Cary’s Heritage: World War I

Cary, NC – On the 100th anniversary year of when the United States declared war on Germany during World War I, three local ladies personally remember that war and shared their memories.

Esther Ivey

Ms. Ivey was born in 1890.

I remember during World War I, the trains were always going through Cary with soldiers. We went down to the corner to watch our boys go off to service. Then we always hung around to wave at them as they were going off. We rang the church bell daily for five minutes at 12 o’clock, and people were supposed to stop and pray during that five minutes, no matter where they were. That was for the service boys.

Elva Templeton

Ms. Templeton was born in 1898. Her father was Dr. James M. Templeton who was Cary’s country doctor from 1880 to 1932.

When my father, Dr. Templeton, was in his sixties, he volunteered for service as an army doctor during World War I. He said that they offered him the job of being the captain, but he said he didn’t know enough about it, so he wouldn’t accept it.

When he got to camp, he found out he knew more than those who were captain. He served at Camp Oglethorpe in Georgia and Camp Severe in Florida. And then he examined soldiers in Durham, and I went with him to help out.

Ruby Merritt

Ms. Merritt was born in 1905.

I have counted up how many wars I lived through. I can barely remember World War I. It broke out when I was nine years old. My grandfather and grandmother came down from Virginia on the Chatham Wiggler train to visit us in Chapel Hill one summer during the war. They stayed maybe a month. My father always took the newspaper which was delivered when the mail came. As it was in the summer, my grandparents would be sitting on our back porch.

§ Problems and tasks
A: Reproduce the Cary World War I memories verbatim, beginning at the words "Elva Templeton" and stopping after "to help out.".
B: Answer these questions from the Cary World War I memories:
(i) In what year was Esther Ivey born?
(ii) In what city did Dr. Templeton examine soldiers?
(iii) On what train did Ruby Merritt's grandparents travel from Virginia?
The material after this point comes from a separate source.

§ Material provided

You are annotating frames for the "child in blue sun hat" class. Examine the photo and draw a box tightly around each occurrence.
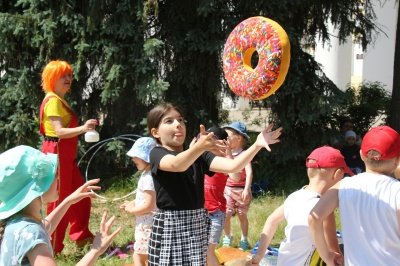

§ Worked solutions
A:
Elva Templeton

Ms. Templeton was born in 1898. Her father was Dr. James M. Templeton who was Cary’s country doctor from 1880 to 1932.

When my father, Dr. Templeton, was in his sixties, he volunteered for service as an army doctor during World War I. He said that they offered him the job of being the captain, but he said he didn’t know enough about it, so he wouldn’t accept it.

When he got to camp, he found out he knew more than those who were captain. He served at Camp Oglethorpe in Georgia and Camp Severe in Florida. And then he examined soldiers in Durham, and I went with him to help out.

B:
(i) 1890
(ii) Durham
(iii) The Chatham Wiggler